• [Direction]
Locate the line containing "Where can the man with glasses", then please write out that line and all the lines below it in the entries exactly.

• [Record extracts]
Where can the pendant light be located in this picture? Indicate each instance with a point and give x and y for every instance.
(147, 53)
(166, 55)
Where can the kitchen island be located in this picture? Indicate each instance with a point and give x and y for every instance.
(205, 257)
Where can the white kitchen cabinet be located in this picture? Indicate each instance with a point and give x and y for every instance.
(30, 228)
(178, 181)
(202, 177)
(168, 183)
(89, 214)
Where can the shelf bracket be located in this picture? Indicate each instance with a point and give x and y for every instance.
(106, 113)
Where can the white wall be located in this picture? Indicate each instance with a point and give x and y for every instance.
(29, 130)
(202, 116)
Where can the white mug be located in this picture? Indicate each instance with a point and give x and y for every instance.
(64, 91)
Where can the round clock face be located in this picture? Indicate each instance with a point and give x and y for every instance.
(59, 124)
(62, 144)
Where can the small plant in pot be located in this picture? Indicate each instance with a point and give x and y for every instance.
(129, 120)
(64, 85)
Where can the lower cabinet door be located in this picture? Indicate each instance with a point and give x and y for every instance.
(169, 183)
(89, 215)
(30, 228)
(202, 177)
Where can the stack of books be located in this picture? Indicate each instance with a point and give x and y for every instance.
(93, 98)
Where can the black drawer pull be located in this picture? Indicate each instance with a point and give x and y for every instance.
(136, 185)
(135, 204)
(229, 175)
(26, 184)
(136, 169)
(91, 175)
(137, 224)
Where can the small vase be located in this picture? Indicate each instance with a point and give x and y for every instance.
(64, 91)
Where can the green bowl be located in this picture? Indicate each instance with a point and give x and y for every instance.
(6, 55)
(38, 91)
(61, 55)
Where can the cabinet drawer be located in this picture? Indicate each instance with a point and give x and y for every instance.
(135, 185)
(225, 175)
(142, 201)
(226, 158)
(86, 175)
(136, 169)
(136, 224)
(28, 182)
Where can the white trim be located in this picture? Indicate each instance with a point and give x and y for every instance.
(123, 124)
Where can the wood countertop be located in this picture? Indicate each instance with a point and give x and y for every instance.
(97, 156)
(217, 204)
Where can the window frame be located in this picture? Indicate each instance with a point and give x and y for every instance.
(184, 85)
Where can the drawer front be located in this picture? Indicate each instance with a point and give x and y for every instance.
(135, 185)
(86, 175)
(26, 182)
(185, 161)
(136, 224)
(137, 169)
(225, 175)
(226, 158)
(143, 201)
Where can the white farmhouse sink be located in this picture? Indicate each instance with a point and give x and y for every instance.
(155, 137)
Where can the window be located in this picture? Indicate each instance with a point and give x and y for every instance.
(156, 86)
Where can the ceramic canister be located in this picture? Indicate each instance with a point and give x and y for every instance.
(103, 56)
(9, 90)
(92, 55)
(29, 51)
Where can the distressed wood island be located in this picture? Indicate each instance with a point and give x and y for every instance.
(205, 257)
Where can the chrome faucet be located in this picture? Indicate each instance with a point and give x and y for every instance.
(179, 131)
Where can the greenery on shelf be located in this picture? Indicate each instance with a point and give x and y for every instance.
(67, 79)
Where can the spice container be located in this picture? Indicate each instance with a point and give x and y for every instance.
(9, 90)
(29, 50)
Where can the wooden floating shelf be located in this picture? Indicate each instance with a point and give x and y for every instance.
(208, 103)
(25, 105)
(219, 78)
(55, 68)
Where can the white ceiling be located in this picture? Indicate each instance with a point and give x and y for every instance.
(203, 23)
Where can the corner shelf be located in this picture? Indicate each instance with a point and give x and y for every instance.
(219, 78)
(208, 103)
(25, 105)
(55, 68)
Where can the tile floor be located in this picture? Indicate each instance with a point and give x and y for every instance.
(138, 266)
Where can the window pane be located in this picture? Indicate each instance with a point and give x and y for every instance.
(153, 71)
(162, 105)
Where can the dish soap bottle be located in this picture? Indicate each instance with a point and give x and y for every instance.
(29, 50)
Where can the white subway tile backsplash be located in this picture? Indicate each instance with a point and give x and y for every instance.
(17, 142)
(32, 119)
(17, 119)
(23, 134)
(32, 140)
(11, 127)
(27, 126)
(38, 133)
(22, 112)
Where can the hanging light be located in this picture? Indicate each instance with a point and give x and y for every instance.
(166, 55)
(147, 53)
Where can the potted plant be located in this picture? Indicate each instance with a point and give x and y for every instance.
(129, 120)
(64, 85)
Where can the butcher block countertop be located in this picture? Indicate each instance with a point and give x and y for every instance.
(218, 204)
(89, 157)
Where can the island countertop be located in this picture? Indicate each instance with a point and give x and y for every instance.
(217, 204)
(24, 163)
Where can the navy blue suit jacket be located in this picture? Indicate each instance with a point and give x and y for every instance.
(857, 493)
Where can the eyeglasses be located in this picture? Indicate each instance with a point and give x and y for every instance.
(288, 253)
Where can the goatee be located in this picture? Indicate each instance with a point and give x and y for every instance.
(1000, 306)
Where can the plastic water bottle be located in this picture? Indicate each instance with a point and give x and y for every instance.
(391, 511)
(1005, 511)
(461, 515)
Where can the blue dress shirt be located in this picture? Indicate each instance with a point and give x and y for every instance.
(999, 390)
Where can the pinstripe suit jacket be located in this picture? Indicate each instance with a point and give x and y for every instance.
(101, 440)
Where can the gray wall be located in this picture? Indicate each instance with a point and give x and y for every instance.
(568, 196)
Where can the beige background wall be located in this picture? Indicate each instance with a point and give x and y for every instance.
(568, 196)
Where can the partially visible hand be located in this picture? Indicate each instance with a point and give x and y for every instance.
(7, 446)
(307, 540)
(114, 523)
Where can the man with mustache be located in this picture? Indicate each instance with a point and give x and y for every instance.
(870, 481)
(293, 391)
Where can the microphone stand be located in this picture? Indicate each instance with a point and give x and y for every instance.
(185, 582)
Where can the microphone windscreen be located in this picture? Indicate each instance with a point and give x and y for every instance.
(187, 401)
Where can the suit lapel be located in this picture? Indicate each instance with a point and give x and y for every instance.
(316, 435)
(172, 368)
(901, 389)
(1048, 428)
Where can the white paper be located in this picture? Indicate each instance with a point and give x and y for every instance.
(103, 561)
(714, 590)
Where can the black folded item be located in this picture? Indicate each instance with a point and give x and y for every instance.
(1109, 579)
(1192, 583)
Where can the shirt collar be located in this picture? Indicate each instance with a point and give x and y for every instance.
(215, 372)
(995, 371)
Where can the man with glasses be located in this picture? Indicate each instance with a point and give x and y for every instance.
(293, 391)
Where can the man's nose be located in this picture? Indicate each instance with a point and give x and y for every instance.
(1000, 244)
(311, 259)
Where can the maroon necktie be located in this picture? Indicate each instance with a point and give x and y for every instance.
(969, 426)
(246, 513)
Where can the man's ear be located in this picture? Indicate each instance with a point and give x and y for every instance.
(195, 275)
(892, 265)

• [Solution for this exercise]
Where can the man with glasses be located in this picture? Indicate each instance with a point and give x and y for every instance.
(293, 391)
Where can the man's nose be located in this picture? Indicate each instance with a point and give x and y for every instance.
(1000, 244)
(311, 259)
Where can the maroon necktie be located in this picture? Indicate each instance with a point and give x and y for every instance.
(969, 426)
(246, 513)
Where can the man's ear be located in this picture? Indicate each instance with a point and give x and y for every instance.
(195, 275)
(892, 265)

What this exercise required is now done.